## Given text
This is an implementation of a transactional key-value store in a distributed system.
This implementation will follow the requirement and the domain assumption given by Prof. G. Cugola and A. Margara
Clients submit transactions. Each transaction is a list of read and write operations:
- write(k, v): inserts/updates value v for key k.
- read(k): returns the value associated to key k (or null if the key is not present)
The store is internally partitioned and replicated: assuming N nodes, each key (with its values) is replicated in exactly R nodes, with R<=N being a configuration parameter.
Clients can interact with the store by contacting one or more nodes and submitting their transactions, one by one. Nodes internally coordinate to offer the service.
The store should offer sequential replication consistency and serializable transactional isolation. Your design should favour solutions that maximize system performance, in terms of query latency and throughput.
You can assume reliable processes and reliable links (use TCP to approximate reliable links and assume no network partitions happens).
Since the system will be intrinsically replicated this could give us performance improvements in terms of throughput, latency, availability and fault tolerance. The main drawback is that we have to deal with consistency
What would happen if multiple replicas are updated concurrently?

## Data lines
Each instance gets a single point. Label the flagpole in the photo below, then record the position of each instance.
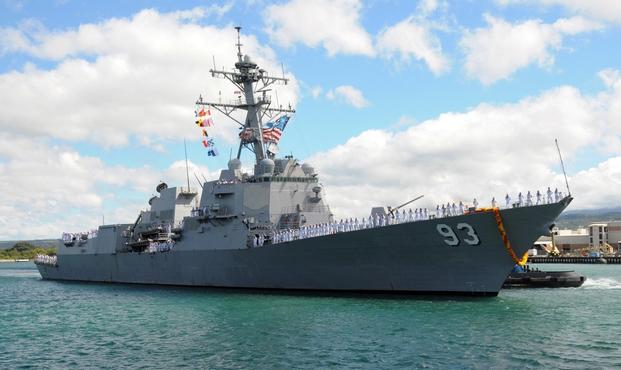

## Stated task
Rewrite the part of the key-value store description that opens with "This implementation will" and closes with "is not present)", substituting "commands" for "operations". The lines have no connection to the text.

## Task result
This implementation will follow the requirement and the domain assumption given by Prof. G. Cugola and A. Margara
Clients submit transactions. Each transaction is a list of read and write commands:
- write(k, v): inserts/updates value v for key k.
- read(k): returns the value associated to key k (or null if the key is not present)